Your assignment:
Write out the text on Matthew 13:24-43 word for word, from "First a bit" up to and including "damage the crop.".

Text shown:
Matthew 13:24-43

Why is there evil in the world?

Do you ever watch the news and wonder what on earth is going on? The war in Syria has been going on for over three years now. The Israelis and Palestinians are bombing each other. Over 600 people arrested for viewing child pornography. People we know having affairs and breaking up families, bullies in the workplace causing misery in lives. We look around and see all this evil and we ask, “Lord, why are you allowing this to continue? If you’re good why is there so much bad in creation?”

The folk who lived in Jesus’ time had similar questions. They were a bit different, but they had the same core. This was a people that were living under the occupying force of the Romans. They had been invaded and defeated, and were oppressed. Just like for us, there were the normal everyday pains and injustices of seeing people who were doing the wrong thing prospering and getting on. The same question was on their minds, “Lord, when are you going to put an end to this? If this new Kingdom of God you keep going on about is so good, why is there still so much evil around?”

The parable that we have heard this morning is part of Jesus’ answer to these questions.

First a bit of background. The weeds that Jesus was talking about was darnel. There’s a few things to know about this weed that help us to understand the parable.

Firstly, it was pretty widespread in Palestine, so the people who first heard this story wouldn’t have needed this additional background, they’d have known it. Secondly, in the early stages of growth it looks pretty similar to wheat, so the possibility of accidently pulling up the wrong plant was quite high. Thirdly, it has a deeper and stronger root system than wheat, so pulling it up really did run the risk of damaging the crop. Fouthly, there was a Roman law forbidding the sowing of darnel in someone’s wheat field. The fact that they bothered making a law about it does suggest that it was not unknown for someone to seed their enemy’s wheat field with darnel in order to deliberately damage the crop.

Available data:

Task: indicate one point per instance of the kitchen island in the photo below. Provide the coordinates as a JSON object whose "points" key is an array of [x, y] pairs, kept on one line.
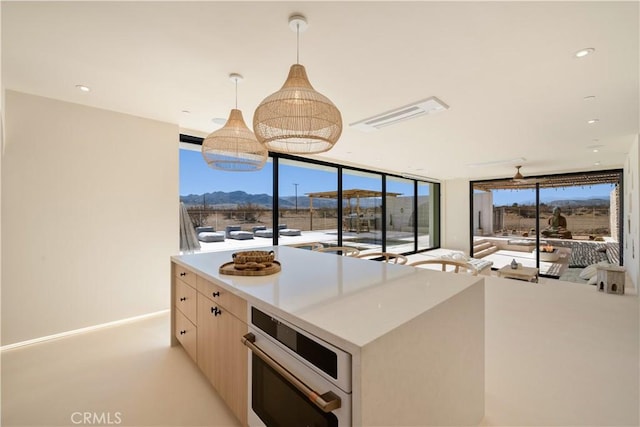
{"points": [[415, 336]]}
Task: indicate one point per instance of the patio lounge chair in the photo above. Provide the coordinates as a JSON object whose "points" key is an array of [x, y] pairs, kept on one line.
{"points": [[235, 232]]}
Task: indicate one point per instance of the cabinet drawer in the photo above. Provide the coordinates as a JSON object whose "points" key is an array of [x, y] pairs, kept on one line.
{"points": [[185, 275], [186, 333], [186, 300], [236, 305]]}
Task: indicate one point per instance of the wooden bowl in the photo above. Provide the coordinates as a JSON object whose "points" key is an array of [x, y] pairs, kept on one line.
{"points": [[260, 257]]}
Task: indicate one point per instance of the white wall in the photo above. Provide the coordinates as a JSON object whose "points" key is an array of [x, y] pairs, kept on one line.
{"points": [[455, 215], [89, 216], [631, 213]]}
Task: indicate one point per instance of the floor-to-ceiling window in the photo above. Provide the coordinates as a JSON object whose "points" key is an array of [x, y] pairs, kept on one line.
{"points": [[221, 202], [362, 210], [301, 207], [428, 221], [293, 201], [400, 215], [554, 223]]}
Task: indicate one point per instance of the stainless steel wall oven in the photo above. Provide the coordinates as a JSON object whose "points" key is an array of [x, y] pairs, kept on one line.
{"points": [[295, 378]]}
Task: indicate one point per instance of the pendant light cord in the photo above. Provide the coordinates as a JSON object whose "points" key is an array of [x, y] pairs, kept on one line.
{"points": [[236, 79], [298, 43]]}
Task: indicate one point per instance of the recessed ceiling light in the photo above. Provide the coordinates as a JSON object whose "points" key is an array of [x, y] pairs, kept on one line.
{"points": [[584, 52]]}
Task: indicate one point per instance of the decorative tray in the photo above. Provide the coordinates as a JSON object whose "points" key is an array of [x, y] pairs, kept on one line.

Result of the task:
First a bit of background. The weeds that Jesus was talking about was darnel. There’s a few things to know about this weed that help us to understand the parable.

Firstly, it was pretty widespread in Palestine, so the people who first heard this story wouldn’t have needed this additional background, they’d have known it. Secondly, in the early stages of growth it looks pretty similar to wheat, so the possibility of accidently pulling up the wrong plant was quite high. Thirdly, it has a deeper and stronger root system than wheat, so pulling it up really did run the risk of damaging the crop. Fouthly, there was a Roman law forbidding the sowing of darnel in someone’s wheat field. The fact that they bothered making a law about it does suggest that it was not unknown for someone to seed their enemy’s wheat field with darnel in order to deliberately damage the crop.